Hubungan
Indonesia-Korut
Arfin Sudirman ; Dosen Hubungan Internasional FISIP Unpad
SUMBER : KOMPAS, 15
Mei 2012
Berita mengejutkan datang dari Staf Khusus
Presiden Bidang Hubungan Internasional Teuku Faizasyah: pejabat Korea Utara
akan mengunjungi Indonesia pada 13-16 Mei 2012. Apa makna kunjungan ini bagi
Indonesia?
Hubungan bilateral Korut dan Indonesia
sebetulnya sudah terjalin sejak 1961. Namun, dinamika hubungan keduanya
tampaknya jauh dari liputan media massa nasional dan pengamatan hubungan
internasional. Bahkan, bukan tidak mungkin beberapa warga Indonesia baru tahu
kita memiliki hubungan diplomatik dengan negara paling tertutup di dunia
tersebut.
Padahal, di era Perang Dingin, Presiden
Soekarno pernah membentuk poros Jakarta-Phnom Penh-Hanoi-Peking-Pyongyang, yang
membuat Indonesia masuk ke dalam Blok Timur. Setelah Perang Dingin berakhir,
ternyata hubungan Indonesia-Korut masih terjalin hingga saat ini.
Meski berbagai kebijakan kontroversial Korea
Utara telah memicu reaksi negatif dari Barat, hubungan Indonesia-Korut relatif
stabil. Apa yang dilakukan Indonesia hendaknya tidak sekadar menunjukkan
konsistensi dalam melaksanakan kebijakan luar negeri ”Zero enemy, million friends”. Lebih dari itu, pelaksanaan kebijakan
luar negeri Indonesia dengan Korut juga seharusnya dilakukan dengan mendorong
stabilitas di kawasan Semenanjung Korea.
Nuklir Korut
Salah satu isu paling mengganjal dalam upaya
stabilisasi kawasan Semenanjung Korea adalah nuklir Korut. Dari 1960 hingga
saat ini Korut adalah salah satu negara yang cukup ”bandel” dalam urusan
nuklir. Mulai dari penolakannya menandatangani Non-Proliferasi Nuklir (NPT)
pada 1980, meluncurkan rudal berjangkauan jelajah 1.700-2.200 kilometer sebagai
uji coba pada 1998, pengunduran diri dari NPT pada 2004, meluncurkan rudal
jarak jauh ”Daepodong-2” sebagai uji coba pada 2006, hingga kegagalan
peluncuran roket Korut (2012). Tujuannya bervariasi, mulai dari sekadar unjuk
kekuatan hingga tuntutan atas bantuan ekonomi dari negara barat.

■ **Baris-baris dari sebuah dataset**:
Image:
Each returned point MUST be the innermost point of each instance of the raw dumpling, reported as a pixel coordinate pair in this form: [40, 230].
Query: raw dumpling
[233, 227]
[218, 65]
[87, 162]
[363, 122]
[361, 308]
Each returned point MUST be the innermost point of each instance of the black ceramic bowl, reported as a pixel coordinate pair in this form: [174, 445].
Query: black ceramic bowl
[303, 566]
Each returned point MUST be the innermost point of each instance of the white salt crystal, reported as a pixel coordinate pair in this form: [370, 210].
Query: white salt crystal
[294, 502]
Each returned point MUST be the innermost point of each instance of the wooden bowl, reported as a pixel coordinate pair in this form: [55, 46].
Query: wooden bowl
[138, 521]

...

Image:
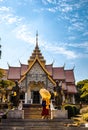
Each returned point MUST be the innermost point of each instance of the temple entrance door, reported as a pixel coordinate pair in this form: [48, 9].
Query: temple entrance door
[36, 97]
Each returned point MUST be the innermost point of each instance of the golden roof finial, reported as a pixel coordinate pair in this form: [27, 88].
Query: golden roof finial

...

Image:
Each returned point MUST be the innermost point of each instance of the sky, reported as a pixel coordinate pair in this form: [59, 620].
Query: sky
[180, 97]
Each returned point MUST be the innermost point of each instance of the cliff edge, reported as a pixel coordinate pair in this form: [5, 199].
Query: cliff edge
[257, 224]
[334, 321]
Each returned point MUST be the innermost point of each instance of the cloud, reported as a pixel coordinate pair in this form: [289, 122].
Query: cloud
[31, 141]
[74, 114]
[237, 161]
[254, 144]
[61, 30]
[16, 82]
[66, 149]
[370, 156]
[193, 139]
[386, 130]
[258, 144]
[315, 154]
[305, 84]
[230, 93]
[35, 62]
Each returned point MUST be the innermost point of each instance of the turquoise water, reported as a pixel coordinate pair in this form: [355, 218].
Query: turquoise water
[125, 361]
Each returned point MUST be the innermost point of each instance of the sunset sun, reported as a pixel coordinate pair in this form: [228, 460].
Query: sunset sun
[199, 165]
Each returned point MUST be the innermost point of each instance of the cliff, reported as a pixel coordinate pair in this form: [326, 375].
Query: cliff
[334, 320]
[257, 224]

■ **Daftar tugas**:
1 - Jawablah pertanyaan berikut berdasarkan petikan tentang hubungan Indonesia-Korut.
(a) Sejak tahun berapa hubungan bilateral Korut dan Indonesia sudah terjalin?
(b) Pada tanggal berapa pejabat Korea Utara akan mengunjungi Indonesia?
(c) Pada tahun berapa Korut mengundurkan diri dari NPT?
2 - Tampilkan persis seluruh bagian petikan, mulai dari "Hubungan bilateral Korut" hingga "hingga saat ini.".
Data tersebut tidak berkaitan dengan petikan ini.

■ **Jawaban per tugas**:
1 -
(a) Sejak 1961.
(b) Pada 13-16 Mei 2012.
(c) Pada 2004.

2 -
Hubungan bilateral Korut dan Indonesia
sebetulnya sudah terjalin sejak 1961. Namun, dinamika hubungan keduanya
tampaknya jauh dari liputan media massa nasional dan pengamatan hubungan
internasional. Bahkan, bukan tidak mungkin beberapa warga Indonesia baru tahu
kita memiliki hubungan diplomatik dengan negara paling tertutup di dunia
tersebut.
Padahal, di era Perang Dingin, Presiden
Soekarno pernah membentuk poros Jakarta-Phnom Penh-Hanoi-Peking-Pyongyang, yang
membuat Indonesia masuk ke dalam Blok Timur. Setelah Perang Dingin berakhir,
ternyata hubungan Indonesia-Korut masih terjalin hingga saat ini.